**PROMPT:** All of the entries below should be copied exactly as they appear.

(Recorded data)

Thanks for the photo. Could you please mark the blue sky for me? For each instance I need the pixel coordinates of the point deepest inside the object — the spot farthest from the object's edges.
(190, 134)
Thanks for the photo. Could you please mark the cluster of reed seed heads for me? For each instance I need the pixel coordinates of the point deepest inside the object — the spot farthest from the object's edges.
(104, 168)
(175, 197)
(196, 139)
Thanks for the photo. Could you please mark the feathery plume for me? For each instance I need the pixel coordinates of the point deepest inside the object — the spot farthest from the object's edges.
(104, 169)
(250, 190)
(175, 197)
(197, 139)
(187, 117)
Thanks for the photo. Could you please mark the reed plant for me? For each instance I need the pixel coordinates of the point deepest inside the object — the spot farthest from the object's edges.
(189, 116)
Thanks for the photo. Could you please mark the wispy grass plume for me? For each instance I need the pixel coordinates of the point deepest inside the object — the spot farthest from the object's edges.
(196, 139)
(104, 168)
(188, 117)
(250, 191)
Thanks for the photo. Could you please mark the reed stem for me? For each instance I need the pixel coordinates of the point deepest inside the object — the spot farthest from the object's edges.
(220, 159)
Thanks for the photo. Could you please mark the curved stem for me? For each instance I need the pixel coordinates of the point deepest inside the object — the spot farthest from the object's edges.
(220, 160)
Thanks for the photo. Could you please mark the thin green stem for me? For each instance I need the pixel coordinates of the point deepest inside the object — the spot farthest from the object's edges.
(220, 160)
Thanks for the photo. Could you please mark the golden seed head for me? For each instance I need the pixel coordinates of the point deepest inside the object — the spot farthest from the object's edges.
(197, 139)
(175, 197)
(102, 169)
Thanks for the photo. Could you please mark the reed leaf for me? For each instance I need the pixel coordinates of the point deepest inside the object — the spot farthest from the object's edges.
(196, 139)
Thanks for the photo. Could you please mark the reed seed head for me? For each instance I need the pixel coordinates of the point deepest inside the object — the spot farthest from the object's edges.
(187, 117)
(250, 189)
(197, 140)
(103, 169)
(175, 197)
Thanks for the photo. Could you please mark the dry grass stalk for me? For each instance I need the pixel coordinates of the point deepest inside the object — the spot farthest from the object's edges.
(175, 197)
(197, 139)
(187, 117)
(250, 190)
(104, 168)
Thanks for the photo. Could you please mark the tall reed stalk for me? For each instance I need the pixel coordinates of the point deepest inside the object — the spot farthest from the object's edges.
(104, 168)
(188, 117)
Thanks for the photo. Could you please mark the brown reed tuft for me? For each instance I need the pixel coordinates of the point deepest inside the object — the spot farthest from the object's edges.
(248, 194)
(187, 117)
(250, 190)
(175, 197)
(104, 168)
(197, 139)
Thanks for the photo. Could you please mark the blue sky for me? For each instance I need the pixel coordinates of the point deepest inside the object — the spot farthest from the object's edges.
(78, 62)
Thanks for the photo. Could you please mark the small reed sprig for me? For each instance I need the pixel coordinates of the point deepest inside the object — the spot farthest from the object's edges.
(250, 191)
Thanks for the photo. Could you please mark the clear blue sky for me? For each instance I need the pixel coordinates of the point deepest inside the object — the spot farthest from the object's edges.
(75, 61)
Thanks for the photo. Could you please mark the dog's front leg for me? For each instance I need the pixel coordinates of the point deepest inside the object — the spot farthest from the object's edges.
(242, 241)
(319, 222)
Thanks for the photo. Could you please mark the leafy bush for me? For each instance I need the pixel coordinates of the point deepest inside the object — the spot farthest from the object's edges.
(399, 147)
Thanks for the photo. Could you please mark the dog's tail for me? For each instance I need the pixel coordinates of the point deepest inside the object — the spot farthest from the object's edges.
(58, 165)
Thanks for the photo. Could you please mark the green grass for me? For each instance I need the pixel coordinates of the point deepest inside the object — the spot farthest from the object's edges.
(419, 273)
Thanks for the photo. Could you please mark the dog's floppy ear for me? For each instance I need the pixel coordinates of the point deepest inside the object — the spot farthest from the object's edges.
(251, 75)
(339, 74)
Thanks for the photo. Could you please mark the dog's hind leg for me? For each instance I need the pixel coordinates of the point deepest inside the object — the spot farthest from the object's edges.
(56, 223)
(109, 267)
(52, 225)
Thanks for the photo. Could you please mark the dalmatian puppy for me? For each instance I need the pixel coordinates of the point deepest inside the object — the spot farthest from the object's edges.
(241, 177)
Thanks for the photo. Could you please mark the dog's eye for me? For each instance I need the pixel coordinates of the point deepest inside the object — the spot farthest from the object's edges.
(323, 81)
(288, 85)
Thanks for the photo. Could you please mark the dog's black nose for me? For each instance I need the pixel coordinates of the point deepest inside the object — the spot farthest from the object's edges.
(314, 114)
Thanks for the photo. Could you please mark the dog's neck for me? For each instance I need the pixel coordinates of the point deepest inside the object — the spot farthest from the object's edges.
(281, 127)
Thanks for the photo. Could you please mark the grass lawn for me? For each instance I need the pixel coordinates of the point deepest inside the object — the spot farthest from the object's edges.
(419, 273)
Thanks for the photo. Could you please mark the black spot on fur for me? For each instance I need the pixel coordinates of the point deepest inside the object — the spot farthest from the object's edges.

**RESULT FOR THIS EXERCISE:**
Thanks for the photo. Could you please mark the blue sky for me? For each instance I need the pixel coordinates of the point deepest inside the object — the spot farthest from the object's edges.
(190, 134)
Thanks for the photo. Could you please mark the cluster of reed seed heads for me? For each instance I need the pixel coordinates of the point deepest inside the object — the spot farthest from the object's edges.
(104, 168)
(175, 197)
(196, 139)
Thanks for the photo. Could you please mark the feathery plume for me? For each instance I need the pixel coordinates of the point deepest inside the object — the spot farthest from the object's edges.
(104, 169)
(250, 190)
(175, 197)
(197, 139)
(187, 117)
Thanks for the photo. Could you please mark the reed plant for me? For each instance I need the pixel coordinates of the point deepest inside the object — the spot farthest from the object's edges.
(189, 116)
Thanks for the photo. Could you please mark the wispy grass plume for me? For each instance I need the pixel coordinates of the point deepest inside the object — the spot farthest from the object's edges.
(196, 139)
(104, 168)
(188, 117)
(250, 191)
Thanks for the photo. Could you please mark the reed stem for me? For each instance I need the pixel coordinates of the point deepest inside the object — the spot farthest from the object's edges.
(220, 159)
Thanks for the photo. Could you please mark the curved stem for me? For each instance I need the pixel coordinates of the point deepest inside the object — the spot farthest from the object's edges.
(220, 160)
Thanks for the photo. Could you please mark the thin green stem for me? For each instance I need the pixel coordinates of the point deepest inside the object — the spot farthest from the object's edges.
(220, 160)
Thanks for the photo. Could you please mark the golden seed head for me? For each instance I need the pixel coordinates of the point deepest inside the object — the spot farthest from the object's edges.
(197, 139)
(175, 197)
(102, 169)
Thanks for the photo. Could you please mark the reed leaf for me? For each instance I need the pixel coordinates of the point deepest inside the object — the spot farthest from the object's edges.
(196, 139)
Thanks for the photo. Could you please mark the reed seed head for me? For each instance I need the pixel coordinates of the point deepest inside the object — the spot farthest from the object's edges.
(187, 117)
(250, 189)
(197, 140)
(103, 169)
(175, 197)
Thanks for the photo. Could you please mark the dry grass stalk for me? For each instance I need the pixel coordinates of the point deepest inside the object — the spot farthest from the object's edges.
(175, 197)
(197, 139)
(187, 117)
(250, 190)
(104, 168)
Thanks for the photo. Could you please mark the tall reed stalk for me? For each instance I need the pixel coordinates of the point deepest inside the object — the spot farthest from the object's edges.
(104, 168)
(188, 117)
Thanks for the photo. Could you please mark the brown reed tuft for me? For each instance I need the pixel coordinates of the point deepest inside the object — the spot farthest from the object's edges.
(248, 194)
(187, 117)
(250, 190)
(175, 197)
(104, 168)
(197, 139)
Thanks for the photo. Could you please mark the blue sky for me? For each instance I need the pixel coordinates of the point deepest inside the object — the spot farthest from the object's edges.
(78, 62)
Thanks for the photo. Could you please mark the small reed sprig for me? For each instance I need the pixel coordinates of the point deepest inside the object — the spot farthest from the object's edges.
(250, 191)
Thanks for the photo. Could you please mark the clear blue sky for me? For each instance I need the pixel coordinates of the point deepest inside the object — the spot farthest from the object's edges.
(75, 61)
Thanks for the photo. Could you please mark the dog's front leg for me? For each instance I need the pixel coordinates of the point deepest inside the object — the spot farthest from the object's edges.
(242, 241)
(319, 222)
Thanks for the photo. Could you please mark the leafy bush for me? For each instance I need the pixel coordinates of the point deepest inside the object — the spot farthest from the object's edges.
(399, 147)
Thanks for the photo. Could you please mark the dog's tail for me? For each instance I need the pixel coordinates of the point deepest inside the object — the spot farthest from the object's edges.
(58, 165)
Thanks for the photo. Could you please mark the green grass for me? For each instance I need the pixel coordinates of the point deepest inside the object — the spot farthest from the object's edges.
(419, 273)
Thanks for the photo. Could you please mark the dog's floppy ear for me? For each instance I need the pixel coordinates of the point deepest inside the object — the spot farthest from the object's edges.
(251, 75)
(339, 74)
Thanks for the photo. Could you please mark the dog's hind leg for me? For each instance I need the pixel coordinates of the point deepest inside the object — the spot farthest from the object's edges.
(56, 223)
(109, 267)
(52, 225)
Thanks for the photo. Could you please mark the dalmatian puppy for me? For each instance I need the pixel coordinates of the point deepest inside the object — the spot farthest from the object's edges.
(241, 177)
Thanks for the photo. Could you please mark the dog's eye for me? For each instance I need the pixel coordinates of the point deepest inside the object — the spot farthest from the object's edges.
(323, 81)
(288, 85)
Thanks for the photo. Could you please mark the dog's black nose for me? For each instance I need the pixel coordinates of the point deepest inside the object — the spot farthest from the object's edges.
(314, 114)
Thanks for the photo. Could you please mark the dog's neck for me? For each instance I need the pixel coordinates of the point deepest inside the object — the spot farthest from the object's edges.
(281, 127)
Thanks for the photo. Could you please mark the grass lawn for me? For each instance I need the pixel coordinates of the point deepest inside the object — the spot farthest from the object's edges.
(419, 273)
Thanks for the photo. Could you please mark the black spot on fur for me? For each instance I need the pixel coordinates of the point deepest inside the object — the spot farthest from the object's edges.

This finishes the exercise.